- **Required work**
**A)** Reproduce word for word the part of the Alzheimer's text that begins at "Regular physical exercise" and stops after "new brain cells.".
**B)** Answer these questions using the Alzheimer's text below:
(i) What happens to harmful proteins in the brain when Alzheimer's disease strikes?
(ii) What does the text say more frequent memory lapses with age do not necessarily mean?
(iii) How does physical activity seem to help the brain?
**C)** Pick up the text on Alzheimer's disease and exercise below after its final sentence, and carry it forward.

- **Text for analysis**
When Alzheimer’s disease strikes, harmful proteins accumulate in the brain with devastating results. Alzheimer’s limits your short and long term memory responses, forces your ability to make decisions uneasy and takes away your personality. Simple memory lapses may occur more often when you get older, but it doesn’t mean you have Alzheimer’s disease. There is no proven way to prevent Alzheimer’s disease, but studies have found several lifestyle factors that seem to lower the risk. Exercising your brain is one important factor

Alzheimer’s disease and exercise

Regular physical exercise has many benefits, including reducing the risk of cardiovascular disease, improving your Body Mass Index (BMI), and improving your memory. Physical activity seems to help the brain by keeping your blood flowing. Exercise also increases chemicals that protect the brain and aids in the development of new brain cells.

- **Available data**
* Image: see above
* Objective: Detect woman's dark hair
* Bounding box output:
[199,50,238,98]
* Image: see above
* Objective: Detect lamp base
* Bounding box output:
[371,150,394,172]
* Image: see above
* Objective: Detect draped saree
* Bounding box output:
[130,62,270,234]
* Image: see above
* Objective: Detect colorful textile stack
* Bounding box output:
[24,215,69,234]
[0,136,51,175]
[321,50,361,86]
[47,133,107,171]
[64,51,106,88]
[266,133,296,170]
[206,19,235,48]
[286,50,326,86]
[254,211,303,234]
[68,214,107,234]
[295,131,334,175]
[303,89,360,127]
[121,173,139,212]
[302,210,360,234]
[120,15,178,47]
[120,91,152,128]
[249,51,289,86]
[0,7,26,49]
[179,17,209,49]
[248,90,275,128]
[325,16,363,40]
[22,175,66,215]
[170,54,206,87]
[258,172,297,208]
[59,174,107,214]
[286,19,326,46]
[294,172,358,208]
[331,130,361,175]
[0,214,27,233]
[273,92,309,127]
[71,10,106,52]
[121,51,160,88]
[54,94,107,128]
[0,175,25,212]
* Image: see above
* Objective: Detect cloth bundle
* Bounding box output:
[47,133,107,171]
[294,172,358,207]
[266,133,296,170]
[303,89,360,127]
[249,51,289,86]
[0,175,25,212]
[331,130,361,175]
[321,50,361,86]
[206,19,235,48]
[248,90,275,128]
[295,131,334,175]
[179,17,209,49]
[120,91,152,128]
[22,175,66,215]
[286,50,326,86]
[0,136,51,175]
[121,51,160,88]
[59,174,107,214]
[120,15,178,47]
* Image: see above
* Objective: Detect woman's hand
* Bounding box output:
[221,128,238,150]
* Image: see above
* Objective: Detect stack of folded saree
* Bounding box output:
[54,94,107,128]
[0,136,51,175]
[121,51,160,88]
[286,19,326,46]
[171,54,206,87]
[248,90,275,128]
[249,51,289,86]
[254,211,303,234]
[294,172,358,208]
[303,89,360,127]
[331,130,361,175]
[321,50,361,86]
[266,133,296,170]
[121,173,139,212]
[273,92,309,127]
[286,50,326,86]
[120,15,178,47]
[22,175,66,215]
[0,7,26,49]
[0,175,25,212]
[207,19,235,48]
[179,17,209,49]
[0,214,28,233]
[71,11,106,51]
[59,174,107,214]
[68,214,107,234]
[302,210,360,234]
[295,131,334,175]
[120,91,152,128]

- **Per-task outputs**
**A)**
Regular physical exercise has many benefits, including reducing the risk of cardiovascular disease, improving your Body Mass Index (BMI), and improving your memory. Physical activity seems to help the brain by keeping your blood flowing. Exercise also increases chemicals that protect the brain and aids in the development of new brain cells.

**B)**
(i) They accumulate in the brain, with devastating results.
(ii) They don't mean you have Alzheimer's disease.
(iii) It keeps your blood flowing.

**C)**
Staying physically fit might protect the brain by maintaining healthy blood supply. Mounting evidence suggests that physical activity may have benefits beyond a healthy heart and body weight. Through the past several years, population studies have suggested that exercise which raises your heart rate for at least 30 minutes several times a week can lower your risk of Alzheimer’s. While exercise does not stop Alzheimer’s disease from progressing, it gives the person a feeling of accomplishing a greater need to thrive by doing something that they enjoy.

Mental exercising

Problem solving has been an activity that requires concentration, mental activation, and stimulation. It can be associated with memory, reasoning, or speed of processing. Engage your brain by working with modeling clay or play dough, yoga, chess or tai chi. Crossword puzzles, word search games, and photos are great tools to use for mental exercising. Allow yourself to enjoy these tools instead of making them a task. If something gets too difficult, take a break. If you are confused about a certain activity, ask for help. Small children love to assist when it comes to puzzles and games.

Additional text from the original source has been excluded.